- _Aufgaben und Übungen_:
1 - Wie nennt Henry Miller im Textauszug die Brücke seines Geburtsorts Brooklyn?
2 - Prüfe bitte, ob die folgenden Aussagen mit dem Textauszug übereinstimmen: (a) Die Redewendung vom Abbrechen aller Brücken findet sich schon bei den Römern. (b) Die Glienicker Brücke steht in Wien. (c) Henry Millers Geburtsort ist Paris.

Zur Geschichte der Brücken -speziell entlang der Donau
Von Arne Opitz

Beim Versuch, das Wesen der Brücke zu erfassen, stellt sich erstaunlicherweise schon bald die Frage, ob Brücken nicht ebenso sehr trennen wie sie verbinden. Sprachmetaphorisch jedenfalls steht das "Bauen goldener Brücken" gleichwertig neben dem "Abbrechen aller Brücken", einer Redewendung übrigens, die sich bereits bei den Römern findet.

Henry Miller, erotomaner Schriftsteller, Philhellene und Paris-Aficionado, bestätigt dies, wenn er die Brücke seines Geburtsorts Brooklyn eine "Todesharfe" nennt, "die mich zwischen den beiden Ufern in der Schwebe hielt". Überaus deutlich zeigt diese Ambivalenz auch die Glienicker Brücke in Berlin, während des Kalten Kriegs über Jahrzehnte klassischer Übergabeort für den Agentenaustausch zwischen West und Ost.

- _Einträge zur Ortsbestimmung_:
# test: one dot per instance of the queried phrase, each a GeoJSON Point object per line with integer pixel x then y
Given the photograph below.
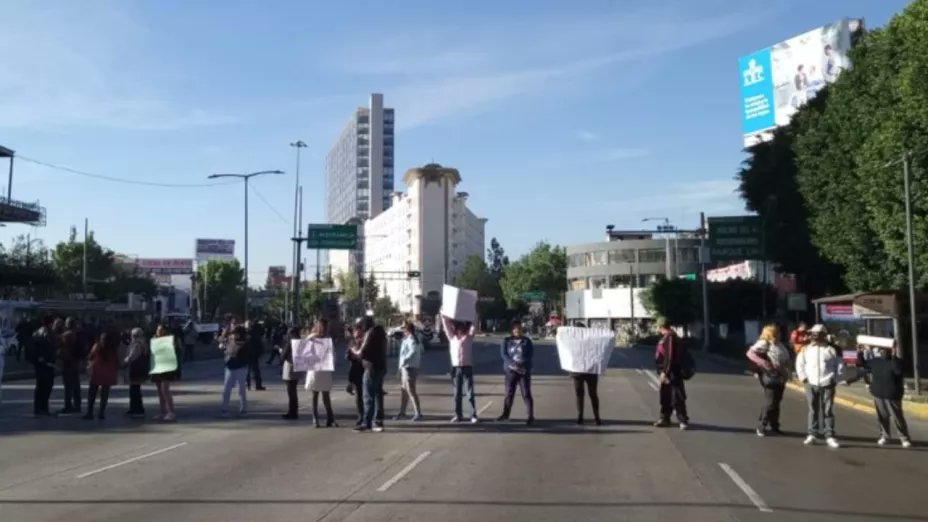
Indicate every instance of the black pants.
{"type": "Point", "coordinates": [135, 399]}
{"type": "Point", "coordinates": [770, 413]}
{"type": "Point", "coordinates": [92, 397]}
{"type": "Point", "coordinates": [886, 408]}
{"type": "Point", "coordinates": [293, 400]}
{"type": "Point", "coordinates": [521, 380]}
{"type": "Point", "coordinates": [71, 378]}
{"type": "Point", "coordinates": [254, 368]}
{"type": "Point", "coordinates": [592, 382]}
{"type": "Point", "coordinates": [44, 382]}
{"type": "Point", "coordinates": [673, 399]}
{"type": "Point", "coordinates": [327, 403]}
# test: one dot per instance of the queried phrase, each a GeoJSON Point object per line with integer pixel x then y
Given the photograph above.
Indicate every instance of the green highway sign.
{"type": "Point", "coordinates": [735, 238]}
{"type": "Point", "coordinates": [332, 237]}
{"type": "Point", "coordinates": [536, 295]}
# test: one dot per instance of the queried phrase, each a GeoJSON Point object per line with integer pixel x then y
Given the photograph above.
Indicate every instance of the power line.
{"type": "Point", "coordinates": [121, 180]}
{"type": "Point", "coordinates": [274, 210]}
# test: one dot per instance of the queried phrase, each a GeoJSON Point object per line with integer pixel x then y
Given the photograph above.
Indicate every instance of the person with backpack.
{"type": "Point", "coordinates": [70, 355]}
{"type": "Point", "coordinates": [137, 363]}
{"type": "Point", "coordinates": [772, 368]}
{"type": "Point", "coordinates": [409, 361]}
{"type": "Point", "coordinates": [237, 359]}
{"type": "Point", "coordinates": [887, 386]}
{"type": "Point", "coordinates": [517, 352]}
{"type": "Point", "coordinates": [819, 366]}
{"type": "Point", "coordinates": [674, 366]}
{"type": "Point", "coordinates": [41, 354]}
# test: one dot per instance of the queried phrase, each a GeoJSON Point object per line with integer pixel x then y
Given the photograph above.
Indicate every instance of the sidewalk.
{"type": "Point", "coordinates": [856, 396]}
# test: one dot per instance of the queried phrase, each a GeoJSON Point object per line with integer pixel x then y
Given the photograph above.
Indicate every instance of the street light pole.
{"type": "Point", "coordinates": [245, 178]}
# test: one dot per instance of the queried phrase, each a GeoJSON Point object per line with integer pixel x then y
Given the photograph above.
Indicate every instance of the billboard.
{"type": "Point", "coordinates": [777, 80]}
{"type": "Point", "coordinates": [214, 250]}
{"type": "Point", "coordinates": [164, 266]}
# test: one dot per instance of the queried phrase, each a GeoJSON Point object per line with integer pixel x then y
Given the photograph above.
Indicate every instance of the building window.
{"type": "Point", "coordinates": [621, 256]}
{"type": "Point", "coordinates": [652, 255]}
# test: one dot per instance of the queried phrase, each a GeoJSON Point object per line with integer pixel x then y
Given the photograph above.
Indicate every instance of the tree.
{"type": "Point", "coordinates": [848, 143]}
{"type": "Point", "coordinates": [543, 269]}
{"type": "Point", "coordinates": [496, 259]}
{"type": "Point", "coordinates": [385, 310]}
{"type": "Point", "coordinates": [768, 185]}
{"type": "Point", "coordinates": [222, 287]}
{"type": "Point", "coordinates": [68, 262]}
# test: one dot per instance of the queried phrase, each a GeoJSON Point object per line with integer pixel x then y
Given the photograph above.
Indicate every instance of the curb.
{"type": "Point", "coordinates": [913, 410]}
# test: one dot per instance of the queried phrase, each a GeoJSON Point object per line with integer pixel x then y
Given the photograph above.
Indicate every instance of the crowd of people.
{"type": "Point", "coordinates": [68, 346]}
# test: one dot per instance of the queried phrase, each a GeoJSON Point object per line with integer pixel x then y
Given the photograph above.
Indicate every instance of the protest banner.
{"type": "Point", "coordinates": [458, 303]}
{"type": "Point", "coordinates": [313, 355]}
{"type": "Point", "coordinates": [585, 350]}
{"type": "Point", "coordinates": [163, 356]}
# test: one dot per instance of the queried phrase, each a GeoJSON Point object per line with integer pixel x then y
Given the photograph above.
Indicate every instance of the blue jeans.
{"type": "Point", "coordinates": [462, 376]}
{"type": "Point", "coordinates": [821, 400]}
{"type": "Point", "coordinates": [373, 398]}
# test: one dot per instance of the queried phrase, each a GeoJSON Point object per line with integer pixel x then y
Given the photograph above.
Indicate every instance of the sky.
{"type": "Point", "coordinates": [562, 117]}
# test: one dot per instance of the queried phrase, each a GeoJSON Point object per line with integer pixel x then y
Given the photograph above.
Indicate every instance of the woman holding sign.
{"type": "Point", "coordinates": [320, 381]}
{"type": "Point", "coordinates": [164, 371]}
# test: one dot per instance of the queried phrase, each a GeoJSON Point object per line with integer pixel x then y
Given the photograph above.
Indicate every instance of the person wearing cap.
{"type": "Point", "coordinates": [818, 366]}
{"type": "Point", "coordinates": [773, 364]}
{"type": "Point", "coordinates": [887, 386]}
{"type": "Point", "coordinates": [671, 358]}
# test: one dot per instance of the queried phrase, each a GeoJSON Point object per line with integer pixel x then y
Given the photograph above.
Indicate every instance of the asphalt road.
{"type": "Point", "coordinates": [205, 468]}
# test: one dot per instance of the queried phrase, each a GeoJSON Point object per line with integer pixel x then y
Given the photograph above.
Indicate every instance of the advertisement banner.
{"type": "Point", "coordinates": [778, 80]}
{"type": "Point", "coordinates": [214, 250]}
{"type": "Point", "coordinates": [165, 265]}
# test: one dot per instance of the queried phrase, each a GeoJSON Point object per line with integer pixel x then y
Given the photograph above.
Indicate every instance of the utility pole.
{"type": "Point", "coordinates": [704, 263]}
{"type": "Point", "coordinates": [910, 240]}
{"type": "Point", "coordinates": [84, 264]}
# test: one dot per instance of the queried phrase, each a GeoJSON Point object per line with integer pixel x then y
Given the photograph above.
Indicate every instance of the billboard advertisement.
{"type": "Point", "coordinates": [214, 250]}
{"type": "Point", "coordinates": [165, 266]}
{"type": "Point", "coordinates": [777, 80]}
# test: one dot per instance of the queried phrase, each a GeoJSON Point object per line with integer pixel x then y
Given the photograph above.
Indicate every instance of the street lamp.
{"type": "Point", "coordinates": [246, 177]}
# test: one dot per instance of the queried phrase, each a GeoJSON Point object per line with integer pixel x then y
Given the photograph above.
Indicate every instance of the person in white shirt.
{"type": "Point", "coordinates": [410, 359]}
{"type": "Point", "coordinates": [460, 347]}
{"type": "Point", "coordinates": [819, 366]}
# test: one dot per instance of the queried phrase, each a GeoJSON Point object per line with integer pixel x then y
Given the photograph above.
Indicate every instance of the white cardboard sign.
{"type": "Point", "coordinates": [585, 350]}
{"type": "Point", "coordinates": [313, 355]}
{"type": "Point", "coordinates": [459, 304]}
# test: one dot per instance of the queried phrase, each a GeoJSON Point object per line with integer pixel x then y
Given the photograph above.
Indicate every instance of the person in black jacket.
{"type": "Point", "coordinates": [887, 387]}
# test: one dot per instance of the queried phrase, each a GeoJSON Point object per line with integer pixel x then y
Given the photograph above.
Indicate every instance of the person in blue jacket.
{"type": "Point", "coordinates": [517, 352]}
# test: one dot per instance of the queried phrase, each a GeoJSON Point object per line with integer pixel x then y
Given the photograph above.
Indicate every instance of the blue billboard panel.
{"type": "Point", "coordinates": [757, 104]}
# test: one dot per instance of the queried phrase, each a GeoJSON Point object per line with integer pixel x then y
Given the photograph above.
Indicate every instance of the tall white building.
{"type": "Point", "coordinates": [427, 229]}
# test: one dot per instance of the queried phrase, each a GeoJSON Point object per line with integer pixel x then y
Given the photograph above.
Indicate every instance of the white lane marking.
{"type": "Point", "coordinates": [129, 461]}
{"type": "Point", "coordinates": [746, 488]}
{"type": "Point", "coordinates": [403, 472]}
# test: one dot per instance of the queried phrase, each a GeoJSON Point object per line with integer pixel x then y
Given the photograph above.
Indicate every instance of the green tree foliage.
{"type": "Point", "coordinates": [543, 269]}
{"type": "Point", "coordinates": [224, 283]}
{"type": "Point", "coordinates": [846, 142]}
{"type": "Point", "coordinates": [768, 185]}
{"type": "Point", "coordinates": [68, 258]}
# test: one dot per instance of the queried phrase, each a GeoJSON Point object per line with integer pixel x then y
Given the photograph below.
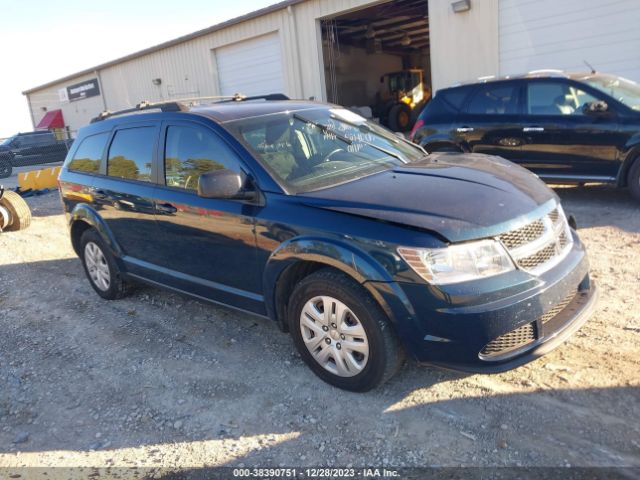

- _Endergebnisse_:
1 - Er nennt sie eine „Todesharfe“.

2 -
(a) Ja: „einer Redewendung übrigens, die sich bereits bei den Römern findet“
(b) Nein: „die Glienicker Brücke in Berlin“
(c) Nein: „die Brücke seines Geburtsorts Brooklyn“